DATA SHOWN
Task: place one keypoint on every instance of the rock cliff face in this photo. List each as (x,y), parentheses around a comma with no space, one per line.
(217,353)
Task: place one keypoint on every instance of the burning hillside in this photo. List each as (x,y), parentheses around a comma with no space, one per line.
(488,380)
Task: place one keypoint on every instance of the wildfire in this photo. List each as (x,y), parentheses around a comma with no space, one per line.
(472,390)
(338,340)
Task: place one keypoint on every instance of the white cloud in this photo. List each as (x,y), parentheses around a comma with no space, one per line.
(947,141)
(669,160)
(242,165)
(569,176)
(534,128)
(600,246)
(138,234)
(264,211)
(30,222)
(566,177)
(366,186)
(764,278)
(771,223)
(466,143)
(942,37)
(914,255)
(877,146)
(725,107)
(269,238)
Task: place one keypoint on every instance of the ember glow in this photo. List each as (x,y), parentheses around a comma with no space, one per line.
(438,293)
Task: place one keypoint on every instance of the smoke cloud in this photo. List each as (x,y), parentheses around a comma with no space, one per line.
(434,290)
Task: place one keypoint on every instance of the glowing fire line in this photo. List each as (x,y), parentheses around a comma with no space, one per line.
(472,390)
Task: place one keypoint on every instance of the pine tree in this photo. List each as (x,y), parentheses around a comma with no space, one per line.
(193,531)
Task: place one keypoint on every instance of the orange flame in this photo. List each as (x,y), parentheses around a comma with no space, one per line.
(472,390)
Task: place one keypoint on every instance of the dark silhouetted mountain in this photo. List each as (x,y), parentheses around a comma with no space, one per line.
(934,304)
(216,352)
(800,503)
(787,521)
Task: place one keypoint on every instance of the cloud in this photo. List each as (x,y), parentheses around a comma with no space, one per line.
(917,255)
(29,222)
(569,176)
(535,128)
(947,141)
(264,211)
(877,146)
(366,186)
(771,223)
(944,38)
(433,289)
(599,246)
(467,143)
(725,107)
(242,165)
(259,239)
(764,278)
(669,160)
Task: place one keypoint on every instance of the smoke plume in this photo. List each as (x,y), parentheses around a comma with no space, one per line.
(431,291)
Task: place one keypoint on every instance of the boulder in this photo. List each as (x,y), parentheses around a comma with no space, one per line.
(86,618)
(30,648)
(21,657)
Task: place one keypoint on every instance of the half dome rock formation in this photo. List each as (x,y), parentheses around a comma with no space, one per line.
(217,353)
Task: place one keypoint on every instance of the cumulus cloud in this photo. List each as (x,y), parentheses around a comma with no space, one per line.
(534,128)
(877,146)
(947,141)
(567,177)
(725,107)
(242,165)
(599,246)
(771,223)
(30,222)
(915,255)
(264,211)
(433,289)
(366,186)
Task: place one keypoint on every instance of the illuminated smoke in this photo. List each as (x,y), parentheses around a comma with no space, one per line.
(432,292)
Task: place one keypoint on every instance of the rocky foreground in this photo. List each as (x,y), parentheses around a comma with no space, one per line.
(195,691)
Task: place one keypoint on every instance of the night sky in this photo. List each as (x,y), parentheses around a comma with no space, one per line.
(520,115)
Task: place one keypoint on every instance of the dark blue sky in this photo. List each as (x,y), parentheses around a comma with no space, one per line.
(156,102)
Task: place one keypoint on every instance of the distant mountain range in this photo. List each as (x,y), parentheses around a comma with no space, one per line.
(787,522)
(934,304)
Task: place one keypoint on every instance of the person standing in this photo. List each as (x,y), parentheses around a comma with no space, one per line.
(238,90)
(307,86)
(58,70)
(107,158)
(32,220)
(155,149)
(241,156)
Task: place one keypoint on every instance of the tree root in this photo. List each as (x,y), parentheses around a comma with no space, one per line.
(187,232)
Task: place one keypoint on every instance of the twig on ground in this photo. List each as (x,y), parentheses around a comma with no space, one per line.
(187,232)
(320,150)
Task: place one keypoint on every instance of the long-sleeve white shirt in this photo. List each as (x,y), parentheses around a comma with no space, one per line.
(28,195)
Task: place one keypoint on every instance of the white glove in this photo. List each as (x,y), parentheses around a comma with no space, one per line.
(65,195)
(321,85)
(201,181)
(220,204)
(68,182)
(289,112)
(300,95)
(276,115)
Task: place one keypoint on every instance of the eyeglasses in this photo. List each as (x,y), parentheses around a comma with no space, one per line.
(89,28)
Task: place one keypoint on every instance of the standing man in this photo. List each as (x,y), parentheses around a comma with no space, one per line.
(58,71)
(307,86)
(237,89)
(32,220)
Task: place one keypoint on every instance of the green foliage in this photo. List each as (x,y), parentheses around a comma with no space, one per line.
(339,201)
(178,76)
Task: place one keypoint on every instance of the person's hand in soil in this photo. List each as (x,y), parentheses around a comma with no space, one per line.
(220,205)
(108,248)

WHAT THIS TASK INVOLVES
Exactly as they appear above, the records are to be transcribed in full.

ANSWER TO THIS PROBLEM
Task: place one keypoint on every instance of the rock cliff face in this photo. List each as (x,y), parentheses around a comma with no space, one per line.
(217,353)
Task: place one keypoint on every instance of the burning hillside in this photo. List each as (x,y), parentheses around a comma with no space, one per line.
(488,380)
Task: place one keypoint on every instance of the wildfire in this photo. List each as (x,y), parentheses around a comma with no space, one per line.
(472,390)
(338,340)
Task: place one keypoint on every instance of the white cloud in this photo. List each as (x,y), parentheses around a comma with no space, one per line.
(947,141)
(669,160)
(242,165)
(569,176)
(534,128)
(600,246)
(138,234)
(264,211)
(30,222)
(566,177)
(366,186)
(764,278)
(771,223)
(466,143)
(942,37)
(914,255)
(877,146)
(725,107)
(269,238)
Task: place one keypoint on every instance of the ember glow in this photo. List each as (x,y), parentheses around a comma with no space, one per line.
(438,293)
Task: place one keypoint on every instance of the smoke cloud in this photo. List each as (x,y), parentheses around a comma with no space, one per line.
(434,290)
Task: place one keypoint on every instance of the glowing fire line in this photo. List each as (x,y), parentheses around a comma with no space, one per line.
(472,390)
Task: place one keypoint on every instance of the pine tree in this photo. List each as (x,y), parentheses around a comma with no space, one per line.
(193,531)
Task: place one keypoint on every instance of the orange flame in this photo. List each as (x,y), parentheses around a comma with no space, one per line.
(472,390)
Task: place one keypoint on every instance of the dark silhouetted mountain in this photo. List each as (x,y), parentheses around a comma with no space, one per line.
(934,304)
(216,352)
(800,503)
(787,521)
Task: place one keypoint on every instance of the cloud in this photo. List each as (x,y), parentheses around a comma with no space, one per line.
(917,255)
(29,222)
(569,176)
(535,128)
(947,141)
(264,211)
(877,146)
(366,186)
(771,223)
(944,38)
(433,289)
(599,246)
(467,143)
(725,107)
(242,165)
(259,239)
(764,278)
(669,160)
Task: place one keypoint on every instance of the smoke plume in this photo. List each as (x,y), parentheses around a comma with no space, one per line.
(431,291)
Task: place one keypoint on every instance of the boulder in this photo. List each as (x,y), parentheses around a comma with no space, one per line.
(86,618)
(30,648)
(21,657)
Task: place one keypoint on every instance of the half dome rock formation in this photo. List each as (x,y), parentheses around a comma with no space, one per line.
(217,353)
Task: place one keypoint on every instance of the cumulus cloud in this photo. List each as (x,y), parentheses around a comma with no space, one per line.
(534,128)
(877,146)
(947,141)
(567,177)
(725,107)
(242,165)
(599,246)
(771,223)
(30,222)
(915,255)
(264,211)
(433,289)
(366,186)
Task: place one keypoint on every instance of the illuminated smoke in this photo. List each as (x,y), parentheses around a comma with no space, one per line.
(432,292)
Task: place one keypoint on every instance of the rocky foreground in this photo. List each as (x,y), parentheses around a comma with no space, one per line.
(195,691)
Task: place one keypoint on every instance of the night sky in this photo. List each as (x,y), parentheses around a comma with no space, one per line.
(520,115)
Task: place one keypoint on every instance of the dark blue sky in this photo. List each as (x,y), parentheses around a comma with no space, one per line.
(156,102)
Task: place one keypoint on every instance of the distant mountain range in this photo. List each as (x,y), parentheses around a comma with no space, one per line.
(787,522)
(934,304)
Task: place one keypoint on every instance of the person standing in this photo. List each as (x,y), parentheses around a comma with no space, one per line.
(238,90)
(307,86)
(58,70)
(107,158)
(32,220)
(155,149)
(241,156)
Task: place one keypoint on every instance of the tree root in this photo. List each as (x,y), parentheses around a comma with no space, one per line.
(187,232)
Task: place one keypoint on every instance of the twig on ground in this photo. List each as (x,y), parentheses around a comma with no space, one per line.
(187,232)
(320,150)
Task: place one keypoint on every instance of the long-sleeve white shirt in this photo. List each as (x,y), parentheses around a comma with no space, one per line.
(28,195)
Task: place one keypoint on every instance of the white glove in this photo. List each as (x,y), parentheses around a comma with no space, one per line.
(65,195)
(321,85)
(201,181)
(220,204)
(68,182)
(289,112)
(300,95)
(276,115)
Task: place one keypoint on every instance of the eyeglasses in this photo. List each as (x,y), parentheses around a comma with no space, one per line.
(89,28)
Task: place one keypoint on every instance of the standing man in this photo. List each as (x,y), parentheses around a comma with no space, one per line.
(58,71)
(307,86)
(237,89)
(32,220)
Task: place one keypoint on every instance of the green foliage in this photo. List each as (x,y), parentheses around a comma with no space, one per line.
(339,201)
(178,76)
Task: place one keypoint on every instance of the person's hand in soil in this photo. List each as (x,y), parentheses around a comma with no space, one per line.
(220,205)
(108,248)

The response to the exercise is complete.